PROBLEM TO SOLVE: Repeat exactly the lines of the listing from the line containing "of the stone" through its last line, and nothing beyond them.

PROVIDED RECORDS:
☆ ☆ ☆
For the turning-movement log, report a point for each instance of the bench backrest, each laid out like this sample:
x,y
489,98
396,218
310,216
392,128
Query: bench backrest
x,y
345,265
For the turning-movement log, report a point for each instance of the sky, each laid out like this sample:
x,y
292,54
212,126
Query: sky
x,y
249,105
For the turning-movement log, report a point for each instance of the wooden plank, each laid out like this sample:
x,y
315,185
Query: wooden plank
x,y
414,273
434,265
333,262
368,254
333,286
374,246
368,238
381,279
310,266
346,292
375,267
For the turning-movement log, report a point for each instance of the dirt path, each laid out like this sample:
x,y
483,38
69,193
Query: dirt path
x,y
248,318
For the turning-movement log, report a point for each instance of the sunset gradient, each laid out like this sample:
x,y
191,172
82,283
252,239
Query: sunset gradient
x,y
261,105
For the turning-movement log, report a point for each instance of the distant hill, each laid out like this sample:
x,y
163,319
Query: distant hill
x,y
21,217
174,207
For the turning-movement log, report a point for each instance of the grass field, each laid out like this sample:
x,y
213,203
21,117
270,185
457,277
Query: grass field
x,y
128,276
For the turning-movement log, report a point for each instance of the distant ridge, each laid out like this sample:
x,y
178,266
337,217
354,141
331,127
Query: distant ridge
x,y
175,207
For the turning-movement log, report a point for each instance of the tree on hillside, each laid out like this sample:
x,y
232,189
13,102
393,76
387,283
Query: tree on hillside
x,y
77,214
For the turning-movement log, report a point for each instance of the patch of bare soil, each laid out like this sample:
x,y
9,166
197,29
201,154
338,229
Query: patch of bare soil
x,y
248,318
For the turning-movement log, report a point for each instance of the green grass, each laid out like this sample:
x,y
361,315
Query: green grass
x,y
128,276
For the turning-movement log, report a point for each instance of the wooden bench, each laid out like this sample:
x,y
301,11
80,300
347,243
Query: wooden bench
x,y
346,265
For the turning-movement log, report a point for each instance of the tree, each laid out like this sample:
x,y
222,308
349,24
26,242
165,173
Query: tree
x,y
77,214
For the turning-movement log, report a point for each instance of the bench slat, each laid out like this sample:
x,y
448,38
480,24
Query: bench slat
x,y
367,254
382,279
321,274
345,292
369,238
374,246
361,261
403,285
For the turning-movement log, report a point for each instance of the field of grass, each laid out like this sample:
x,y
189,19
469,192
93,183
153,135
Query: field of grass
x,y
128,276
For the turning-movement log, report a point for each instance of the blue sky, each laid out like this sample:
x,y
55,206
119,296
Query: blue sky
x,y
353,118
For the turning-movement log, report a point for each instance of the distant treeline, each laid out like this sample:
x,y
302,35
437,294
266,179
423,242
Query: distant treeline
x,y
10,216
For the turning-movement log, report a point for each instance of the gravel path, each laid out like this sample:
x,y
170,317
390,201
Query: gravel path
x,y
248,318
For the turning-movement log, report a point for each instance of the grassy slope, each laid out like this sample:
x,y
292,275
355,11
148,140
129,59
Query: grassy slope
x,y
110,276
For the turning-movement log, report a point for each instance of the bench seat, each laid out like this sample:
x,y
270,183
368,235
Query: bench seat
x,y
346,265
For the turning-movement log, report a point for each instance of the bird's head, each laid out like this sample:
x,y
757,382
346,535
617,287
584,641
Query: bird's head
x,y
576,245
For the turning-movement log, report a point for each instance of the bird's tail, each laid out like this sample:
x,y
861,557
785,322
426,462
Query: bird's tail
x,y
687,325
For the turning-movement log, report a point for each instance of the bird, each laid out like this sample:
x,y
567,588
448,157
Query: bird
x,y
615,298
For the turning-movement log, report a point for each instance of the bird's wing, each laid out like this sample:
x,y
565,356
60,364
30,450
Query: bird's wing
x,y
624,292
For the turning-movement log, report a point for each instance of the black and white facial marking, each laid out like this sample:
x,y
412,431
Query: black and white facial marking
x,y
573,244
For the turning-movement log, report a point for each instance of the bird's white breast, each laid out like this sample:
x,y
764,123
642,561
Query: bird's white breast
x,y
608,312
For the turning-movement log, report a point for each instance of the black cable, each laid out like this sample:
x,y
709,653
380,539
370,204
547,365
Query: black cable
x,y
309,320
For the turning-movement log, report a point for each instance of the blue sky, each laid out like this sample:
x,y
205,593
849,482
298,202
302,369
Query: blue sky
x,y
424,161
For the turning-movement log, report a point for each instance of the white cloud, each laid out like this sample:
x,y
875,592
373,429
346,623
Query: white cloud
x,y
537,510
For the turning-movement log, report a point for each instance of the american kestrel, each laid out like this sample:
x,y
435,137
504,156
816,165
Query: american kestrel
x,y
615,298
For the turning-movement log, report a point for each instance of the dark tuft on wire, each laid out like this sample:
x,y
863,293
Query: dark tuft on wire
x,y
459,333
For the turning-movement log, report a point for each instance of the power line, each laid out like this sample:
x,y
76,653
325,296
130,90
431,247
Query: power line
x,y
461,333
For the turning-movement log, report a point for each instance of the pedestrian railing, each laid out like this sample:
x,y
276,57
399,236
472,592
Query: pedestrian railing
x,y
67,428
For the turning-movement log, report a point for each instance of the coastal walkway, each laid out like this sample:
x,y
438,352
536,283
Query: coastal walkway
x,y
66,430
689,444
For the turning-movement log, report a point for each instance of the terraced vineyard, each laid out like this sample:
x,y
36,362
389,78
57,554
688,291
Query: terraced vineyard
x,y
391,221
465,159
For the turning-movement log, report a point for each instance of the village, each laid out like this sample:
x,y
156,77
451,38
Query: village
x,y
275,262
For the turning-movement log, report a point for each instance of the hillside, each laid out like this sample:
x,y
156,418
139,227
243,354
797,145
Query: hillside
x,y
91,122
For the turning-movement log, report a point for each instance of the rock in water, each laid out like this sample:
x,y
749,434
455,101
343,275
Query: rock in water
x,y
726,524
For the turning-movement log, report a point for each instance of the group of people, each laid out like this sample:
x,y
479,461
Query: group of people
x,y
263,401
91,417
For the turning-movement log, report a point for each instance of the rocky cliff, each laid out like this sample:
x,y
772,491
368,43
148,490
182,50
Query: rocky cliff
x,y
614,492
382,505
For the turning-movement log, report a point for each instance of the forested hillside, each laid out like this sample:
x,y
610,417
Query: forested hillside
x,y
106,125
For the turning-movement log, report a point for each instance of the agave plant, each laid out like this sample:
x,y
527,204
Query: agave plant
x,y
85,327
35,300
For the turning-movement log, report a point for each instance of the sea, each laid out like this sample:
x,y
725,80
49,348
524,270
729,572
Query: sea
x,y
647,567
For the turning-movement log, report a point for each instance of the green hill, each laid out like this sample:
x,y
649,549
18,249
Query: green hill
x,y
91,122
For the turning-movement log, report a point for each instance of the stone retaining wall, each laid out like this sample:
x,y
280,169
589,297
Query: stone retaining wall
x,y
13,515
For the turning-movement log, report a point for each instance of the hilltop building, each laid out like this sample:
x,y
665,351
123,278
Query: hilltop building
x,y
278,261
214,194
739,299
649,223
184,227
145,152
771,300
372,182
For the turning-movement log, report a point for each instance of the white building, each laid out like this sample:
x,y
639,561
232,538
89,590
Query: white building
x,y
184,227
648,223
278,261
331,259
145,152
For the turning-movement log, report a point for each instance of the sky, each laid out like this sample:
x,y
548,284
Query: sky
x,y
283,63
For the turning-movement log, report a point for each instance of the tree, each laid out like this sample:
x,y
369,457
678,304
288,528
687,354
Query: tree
☆ ☆ ☆
EXERCISE RESULT:
For the turning-movement log, report a point for each instance of the stone retaining wall, each laid out like this sample:
x,y
280,169
589,297
Query: stone retaining wall
x,y
13,515
For the turning-movement log, report a point for each instance of the hilltop building, each laid out like this sample:
x,y
665,351
123,278
Query: hilltop building
x,y
278,261
214,194
739,299
649,223
184,227
145,152
771,300
372,182
For the turning-movement log, report a point for each instance of the white building, each laid out like this sample:
x,y
639,561
232,538
89,590
Query: white building
x,y
184,227
648,223
278,261
331,259
145,152
For the turning-movement log, report a point for each instance of the sky, each laid out like this sample:
x,y
548,284
Query: sky
x,y
283,63
For the turning-movement log, report a point for each instance of the tree, each laid out like this sample:
x,y
369,457
678,304
288,528
687,354
Query: tree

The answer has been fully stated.